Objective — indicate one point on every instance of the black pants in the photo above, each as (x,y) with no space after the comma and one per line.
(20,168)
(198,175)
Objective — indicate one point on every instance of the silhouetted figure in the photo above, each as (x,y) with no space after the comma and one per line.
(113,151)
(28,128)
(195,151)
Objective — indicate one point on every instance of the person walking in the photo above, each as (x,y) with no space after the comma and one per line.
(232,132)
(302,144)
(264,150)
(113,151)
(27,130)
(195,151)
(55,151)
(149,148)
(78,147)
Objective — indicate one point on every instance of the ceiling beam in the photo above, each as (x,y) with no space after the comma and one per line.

EXERCISE REQUIREMENTS :: Convert the records above into a numbered list with one entry per line, leaving out any blank lines.

SOLVED PROBLEM ::
1. Objective — indicate one point on every instance of the black pants in the photo above, each as (x,y) with no space after the comma and one per line.
2. (20,168)
3. (198,175)
4. Objective — indicate one point on every instance of the silhouetted figure in the photo above, each as (x,y) with no space after the comma and one per line.
5. (113,151)
6. (28,128)
7. (195,151)
8. Objective — indicate one point on every instance of the person walking in the photo above, each as (x,y) with no space after the comma and one per line.
9. (232,132)
10. (302,144)
11. (264,150)
12. (113,151)
13. (27,130)
14. (195,151)
15. (55,151)
16. (149,148)
17. (78,147)
18. Objective — indicate one point on every instance of the ceiling beam in the photo above, each as (x,y) with no space after the comma and one per line.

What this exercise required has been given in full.